### What you have to do
Look through the data below and extract, unchanged, the lines from the one that contains "positive clicks: (483, 39)" to the one that contains "positive clicks: (635, 107)", both included.

### Exercise input
________
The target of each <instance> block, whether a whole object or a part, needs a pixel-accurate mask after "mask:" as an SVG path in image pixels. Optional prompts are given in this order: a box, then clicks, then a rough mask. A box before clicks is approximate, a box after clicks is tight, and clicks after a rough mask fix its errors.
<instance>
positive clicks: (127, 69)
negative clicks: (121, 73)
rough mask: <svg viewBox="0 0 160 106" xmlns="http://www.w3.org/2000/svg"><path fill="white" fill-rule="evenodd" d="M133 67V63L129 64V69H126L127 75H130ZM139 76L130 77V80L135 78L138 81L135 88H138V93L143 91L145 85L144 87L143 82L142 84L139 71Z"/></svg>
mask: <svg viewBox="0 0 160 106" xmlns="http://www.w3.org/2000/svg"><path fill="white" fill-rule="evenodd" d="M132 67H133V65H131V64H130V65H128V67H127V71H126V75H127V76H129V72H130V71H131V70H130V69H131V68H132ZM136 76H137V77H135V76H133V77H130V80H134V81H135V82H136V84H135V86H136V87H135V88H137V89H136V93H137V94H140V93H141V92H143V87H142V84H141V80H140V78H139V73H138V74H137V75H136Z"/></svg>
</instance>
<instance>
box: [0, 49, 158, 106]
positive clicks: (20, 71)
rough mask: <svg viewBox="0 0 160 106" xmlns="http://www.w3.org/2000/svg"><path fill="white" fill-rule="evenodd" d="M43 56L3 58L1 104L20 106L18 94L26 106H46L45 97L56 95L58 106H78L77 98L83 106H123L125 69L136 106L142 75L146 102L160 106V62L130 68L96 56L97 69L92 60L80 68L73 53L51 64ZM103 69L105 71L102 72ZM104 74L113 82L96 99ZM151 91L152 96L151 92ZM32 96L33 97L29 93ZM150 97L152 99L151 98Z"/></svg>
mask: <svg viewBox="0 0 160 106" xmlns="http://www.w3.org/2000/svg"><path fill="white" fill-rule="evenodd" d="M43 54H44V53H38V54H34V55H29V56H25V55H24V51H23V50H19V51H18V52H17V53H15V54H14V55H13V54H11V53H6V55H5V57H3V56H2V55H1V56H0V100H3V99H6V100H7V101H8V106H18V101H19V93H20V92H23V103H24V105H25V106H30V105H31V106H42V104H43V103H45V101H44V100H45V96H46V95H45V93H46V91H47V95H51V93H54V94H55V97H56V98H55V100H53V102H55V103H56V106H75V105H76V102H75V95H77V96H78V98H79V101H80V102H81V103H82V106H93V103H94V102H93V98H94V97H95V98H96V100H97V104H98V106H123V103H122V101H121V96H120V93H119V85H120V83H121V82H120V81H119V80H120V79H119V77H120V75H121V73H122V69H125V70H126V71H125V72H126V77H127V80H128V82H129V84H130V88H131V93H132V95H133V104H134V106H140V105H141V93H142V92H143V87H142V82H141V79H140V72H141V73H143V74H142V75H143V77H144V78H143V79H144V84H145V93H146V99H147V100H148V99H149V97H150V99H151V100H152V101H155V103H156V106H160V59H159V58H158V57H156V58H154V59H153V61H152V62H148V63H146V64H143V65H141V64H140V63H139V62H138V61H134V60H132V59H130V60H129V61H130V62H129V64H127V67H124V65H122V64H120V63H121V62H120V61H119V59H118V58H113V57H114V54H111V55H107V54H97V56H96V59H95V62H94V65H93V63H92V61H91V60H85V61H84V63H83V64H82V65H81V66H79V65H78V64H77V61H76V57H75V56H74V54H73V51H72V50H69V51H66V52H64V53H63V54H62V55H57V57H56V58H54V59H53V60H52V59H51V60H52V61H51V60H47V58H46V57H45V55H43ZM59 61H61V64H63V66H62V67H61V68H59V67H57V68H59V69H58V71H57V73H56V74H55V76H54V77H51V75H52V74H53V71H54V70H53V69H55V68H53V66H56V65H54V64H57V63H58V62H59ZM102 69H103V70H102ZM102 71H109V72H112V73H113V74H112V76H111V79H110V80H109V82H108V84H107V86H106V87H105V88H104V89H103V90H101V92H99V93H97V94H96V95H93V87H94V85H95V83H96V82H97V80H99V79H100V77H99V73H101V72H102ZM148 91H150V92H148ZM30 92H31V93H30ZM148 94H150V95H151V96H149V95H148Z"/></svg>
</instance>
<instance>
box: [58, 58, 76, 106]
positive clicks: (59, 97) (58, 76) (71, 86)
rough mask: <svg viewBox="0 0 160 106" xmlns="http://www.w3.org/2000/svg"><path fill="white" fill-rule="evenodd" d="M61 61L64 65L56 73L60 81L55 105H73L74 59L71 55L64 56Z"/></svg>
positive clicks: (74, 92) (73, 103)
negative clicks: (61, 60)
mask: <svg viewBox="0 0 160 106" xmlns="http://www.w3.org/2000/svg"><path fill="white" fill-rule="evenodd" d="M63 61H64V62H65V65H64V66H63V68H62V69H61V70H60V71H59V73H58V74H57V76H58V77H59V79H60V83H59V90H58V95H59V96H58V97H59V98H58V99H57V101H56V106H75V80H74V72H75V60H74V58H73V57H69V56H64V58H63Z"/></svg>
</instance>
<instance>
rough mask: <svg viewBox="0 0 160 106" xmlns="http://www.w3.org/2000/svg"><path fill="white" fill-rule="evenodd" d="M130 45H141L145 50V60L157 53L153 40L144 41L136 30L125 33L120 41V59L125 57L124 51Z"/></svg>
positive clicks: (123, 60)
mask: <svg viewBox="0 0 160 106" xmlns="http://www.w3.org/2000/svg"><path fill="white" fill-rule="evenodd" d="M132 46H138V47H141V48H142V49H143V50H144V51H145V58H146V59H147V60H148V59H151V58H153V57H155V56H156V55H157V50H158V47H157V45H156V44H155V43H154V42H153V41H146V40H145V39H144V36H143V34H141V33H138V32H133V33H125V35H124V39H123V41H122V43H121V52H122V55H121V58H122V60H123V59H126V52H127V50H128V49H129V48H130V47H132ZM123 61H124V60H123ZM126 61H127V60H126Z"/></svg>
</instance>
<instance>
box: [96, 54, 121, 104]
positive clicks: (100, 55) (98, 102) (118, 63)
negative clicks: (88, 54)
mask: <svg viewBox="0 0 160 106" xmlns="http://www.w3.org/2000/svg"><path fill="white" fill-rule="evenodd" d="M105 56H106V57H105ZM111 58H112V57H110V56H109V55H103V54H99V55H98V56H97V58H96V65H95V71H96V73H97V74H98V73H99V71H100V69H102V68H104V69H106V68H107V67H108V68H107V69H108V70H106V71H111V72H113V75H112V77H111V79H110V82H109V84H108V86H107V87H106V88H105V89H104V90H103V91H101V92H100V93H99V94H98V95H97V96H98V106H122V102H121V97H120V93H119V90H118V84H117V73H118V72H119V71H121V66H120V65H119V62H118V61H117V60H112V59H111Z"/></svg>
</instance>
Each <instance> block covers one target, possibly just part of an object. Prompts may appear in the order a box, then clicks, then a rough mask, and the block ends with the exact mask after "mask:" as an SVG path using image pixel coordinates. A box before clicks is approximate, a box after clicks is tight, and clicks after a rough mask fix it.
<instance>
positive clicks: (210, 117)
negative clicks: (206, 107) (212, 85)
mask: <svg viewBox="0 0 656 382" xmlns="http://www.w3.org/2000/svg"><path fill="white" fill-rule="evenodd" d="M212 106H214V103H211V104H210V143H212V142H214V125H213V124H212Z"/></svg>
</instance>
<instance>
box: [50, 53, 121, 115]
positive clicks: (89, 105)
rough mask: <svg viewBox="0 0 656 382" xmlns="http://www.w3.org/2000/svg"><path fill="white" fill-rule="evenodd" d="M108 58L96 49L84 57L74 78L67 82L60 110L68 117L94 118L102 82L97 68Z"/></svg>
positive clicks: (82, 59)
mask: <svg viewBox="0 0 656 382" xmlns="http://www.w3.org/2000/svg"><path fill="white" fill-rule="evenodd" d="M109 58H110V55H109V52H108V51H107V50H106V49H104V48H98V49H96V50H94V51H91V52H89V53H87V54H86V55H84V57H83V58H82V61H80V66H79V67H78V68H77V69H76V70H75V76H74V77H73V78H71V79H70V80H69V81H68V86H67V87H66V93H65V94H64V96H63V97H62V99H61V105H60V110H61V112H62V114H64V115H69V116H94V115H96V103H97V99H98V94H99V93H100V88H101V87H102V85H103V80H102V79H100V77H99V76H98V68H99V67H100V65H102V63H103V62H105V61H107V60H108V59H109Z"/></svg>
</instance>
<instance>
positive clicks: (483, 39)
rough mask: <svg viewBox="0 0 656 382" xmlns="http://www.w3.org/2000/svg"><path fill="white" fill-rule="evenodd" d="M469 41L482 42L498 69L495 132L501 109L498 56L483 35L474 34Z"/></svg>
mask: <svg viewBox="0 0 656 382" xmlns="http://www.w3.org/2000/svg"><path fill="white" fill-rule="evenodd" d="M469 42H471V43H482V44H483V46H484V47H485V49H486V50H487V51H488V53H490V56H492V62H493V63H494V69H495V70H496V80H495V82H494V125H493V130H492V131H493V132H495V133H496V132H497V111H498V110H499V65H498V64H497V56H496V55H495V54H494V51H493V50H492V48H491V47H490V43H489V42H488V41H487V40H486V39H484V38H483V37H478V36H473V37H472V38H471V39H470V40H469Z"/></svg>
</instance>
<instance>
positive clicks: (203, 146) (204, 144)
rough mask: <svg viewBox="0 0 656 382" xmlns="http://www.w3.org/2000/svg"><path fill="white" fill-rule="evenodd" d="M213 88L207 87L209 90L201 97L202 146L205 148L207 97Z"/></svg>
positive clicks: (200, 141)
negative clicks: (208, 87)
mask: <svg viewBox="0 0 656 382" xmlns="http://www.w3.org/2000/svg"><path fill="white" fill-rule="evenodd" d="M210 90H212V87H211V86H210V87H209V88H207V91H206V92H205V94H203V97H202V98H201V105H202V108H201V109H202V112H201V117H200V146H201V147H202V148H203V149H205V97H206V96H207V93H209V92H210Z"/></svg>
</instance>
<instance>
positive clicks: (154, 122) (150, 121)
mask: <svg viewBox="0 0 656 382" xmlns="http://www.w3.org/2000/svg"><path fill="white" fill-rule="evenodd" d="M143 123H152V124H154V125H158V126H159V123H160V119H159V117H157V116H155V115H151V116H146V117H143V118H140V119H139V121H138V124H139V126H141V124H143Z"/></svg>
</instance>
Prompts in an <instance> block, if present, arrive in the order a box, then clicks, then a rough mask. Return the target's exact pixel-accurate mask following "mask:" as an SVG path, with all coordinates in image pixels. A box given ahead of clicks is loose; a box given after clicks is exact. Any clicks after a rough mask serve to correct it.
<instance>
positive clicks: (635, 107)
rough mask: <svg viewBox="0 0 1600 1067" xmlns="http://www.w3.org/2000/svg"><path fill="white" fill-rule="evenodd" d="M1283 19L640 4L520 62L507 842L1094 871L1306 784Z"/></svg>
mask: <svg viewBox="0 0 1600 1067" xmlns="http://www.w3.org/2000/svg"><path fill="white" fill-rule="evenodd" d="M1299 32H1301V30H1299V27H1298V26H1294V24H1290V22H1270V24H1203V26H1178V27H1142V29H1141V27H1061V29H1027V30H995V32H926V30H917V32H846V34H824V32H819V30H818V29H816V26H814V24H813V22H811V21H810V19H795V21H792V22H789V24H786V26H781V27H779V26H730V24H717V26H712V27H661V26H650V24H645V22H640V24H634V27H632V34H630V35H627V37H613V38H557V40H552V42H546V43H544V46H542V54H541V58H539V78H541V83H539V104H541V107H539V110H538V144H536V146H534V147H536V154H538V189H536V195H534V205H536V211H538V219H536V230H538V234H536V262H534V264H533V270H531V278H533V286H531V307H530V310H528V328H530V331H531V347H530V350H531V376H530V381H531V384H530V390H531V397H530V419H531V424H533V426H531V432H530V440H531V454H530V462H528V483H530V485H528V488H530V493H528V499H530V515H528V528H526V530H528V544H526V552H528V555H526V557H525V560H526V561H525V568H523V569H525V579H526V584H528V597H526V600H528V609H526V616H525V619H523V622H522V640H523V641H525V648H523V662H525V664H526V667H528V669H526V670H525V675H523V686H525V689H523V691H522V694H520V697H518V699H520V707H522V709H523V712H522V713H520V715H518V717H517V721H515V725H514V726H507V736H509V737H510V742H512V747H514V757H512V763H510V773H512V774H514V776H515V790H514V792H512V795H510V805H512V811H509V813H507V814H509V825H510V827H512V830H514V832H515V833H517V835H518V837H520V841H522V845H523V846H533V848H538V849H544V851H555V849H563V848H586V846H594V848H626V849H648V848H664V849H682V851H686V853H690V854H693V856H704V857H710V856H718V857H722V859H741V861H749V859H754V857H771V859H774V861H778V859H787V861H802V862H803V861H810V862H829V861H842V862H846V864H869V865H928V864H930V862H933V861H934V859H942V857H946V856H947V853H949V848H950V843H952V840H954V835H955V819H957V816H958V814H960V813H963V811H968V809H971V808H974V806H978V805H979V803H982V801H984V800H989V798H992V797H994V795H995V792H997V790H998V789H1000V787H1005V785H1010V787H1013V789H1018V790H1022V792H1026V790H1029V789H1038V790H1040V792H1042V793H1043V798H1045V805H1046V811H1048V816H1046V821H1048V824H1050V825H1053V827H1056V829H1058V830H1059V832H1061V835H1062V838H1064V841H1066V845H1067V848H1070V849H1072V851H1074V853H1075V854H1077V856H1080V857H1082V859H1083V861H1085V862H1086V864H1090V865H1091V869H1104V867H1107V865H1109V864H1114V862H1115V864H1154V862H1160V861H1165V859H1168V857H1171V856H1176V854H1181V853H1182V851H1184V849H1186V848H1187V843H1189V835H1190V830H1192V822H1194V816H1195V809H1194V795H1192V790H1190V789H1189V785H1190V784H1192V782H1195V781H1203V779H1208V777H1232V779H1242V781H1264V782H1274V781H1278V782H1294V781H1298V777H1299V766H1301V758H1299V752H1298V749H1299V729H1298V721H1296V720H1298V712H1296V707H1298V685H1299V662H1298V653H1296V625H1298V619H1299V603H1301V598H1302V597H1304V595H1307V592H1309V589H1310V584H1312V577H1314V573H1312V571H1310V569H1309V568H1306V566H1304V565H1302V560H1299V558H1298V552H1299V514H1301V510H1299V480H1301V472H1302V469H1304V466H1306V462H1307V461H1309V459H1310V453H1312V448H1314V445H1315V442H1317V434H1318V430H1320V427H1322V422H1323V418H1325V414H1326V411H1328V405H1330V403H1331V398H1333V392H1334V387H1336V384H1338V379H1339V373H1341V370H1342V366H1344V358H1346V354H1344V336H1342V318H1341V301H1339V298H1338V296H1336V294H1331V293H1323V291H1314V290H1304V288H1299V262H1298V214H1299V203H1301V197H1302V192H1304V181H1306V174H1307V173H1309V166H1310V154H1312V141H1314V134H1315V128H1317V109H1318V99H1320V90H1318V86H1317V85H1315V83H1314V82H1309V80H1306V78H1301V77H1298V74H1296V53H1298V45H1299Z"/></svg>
________
### Exercise solution
positive clicks: (483, 39)
rough mask: <svg viewBox="0 0 656 382" xmlns="http://www.w3.org/2000/svg"><path fill="white" fill-rule="evenodd" d="M469 41L482 42L498 69L495 132L501 109L498 56L483 35L474 34Z"/></svg>
mask: <svg viewBox="0 0 656 382" xmlns="http://www.w3.org/2000/svg"><path fill="white" fill-rule="evenodd" d="M469 42H471V43H482V44H483V46H484V47H485V49H486V50H487V51H488V53H490V56H492V62H493V63H494V69H495V70H496V80H495V82H494V125H493V130H492V131H493V132H495V133H496V132H497V111H498V110H499V65H498V64H497V56H496V55H495V54H494V51H493V50H492V48H491V47H490V43H489V42H488V41H487V40H486V39H484V38H483V37H478V36H473V37H472V38H471V39H470V40H469Z"/></svg>
</instance>
<instance>
positive clicks: (203, 146) (204, 144)
rough mask: <svg viewBox="0 0 656 382" xmlns="http://www.w3.org/2000/svg"><path fill="white" fill-rule="evenodd" d="M213 88L207 87L209 90L201 97L202 146L205 148L207 97Z"/></svg>
positive clicks: (200, 141)
negative clicks: (208, 87)
mask: <svg viewBox="0 0 656 382" xmlns="http://www.w3.org/2000/svg"><path fill="white" fill-rule="evenodd" d="M210 90H212V87H211V86H210V87H209V88H207V91H206V92H205V94H203V97H202V98H201V105H202V108H201V109H202V112H201V117H200V146H201V147H202V148H203V149H205V97H206V96H207V93H209V92H210Z"/></svg>
</instance>
<instance>
positive clicks: (154, 122) (150, 121)
mask: <svg viewBox="0 0 656 382" xmlns="http://www.w3.org/2000/svg"><path fill="white" fill-rule="evenodd" d="M143 123H152V124H154V125H158V126H159V123H160V119H159V117H157V116H155V115H151V116H146V117H143V118H140V119H139V121H138V124H139V126H141V124H143Z"/></svg>
</instance>
Prompts in an <instance> block, if present, arrive in the order a box, then clicks, then a rough mask. Return the target's exact pixel-accurate mask following "mask:" as an SVG path, with all coordinates in image pixels. A box given ahead of clicks is loose; a box given after clicks is exact. Any clicks after a rough mask serve to correct it.
<instance>
positive clicks: (635, 107)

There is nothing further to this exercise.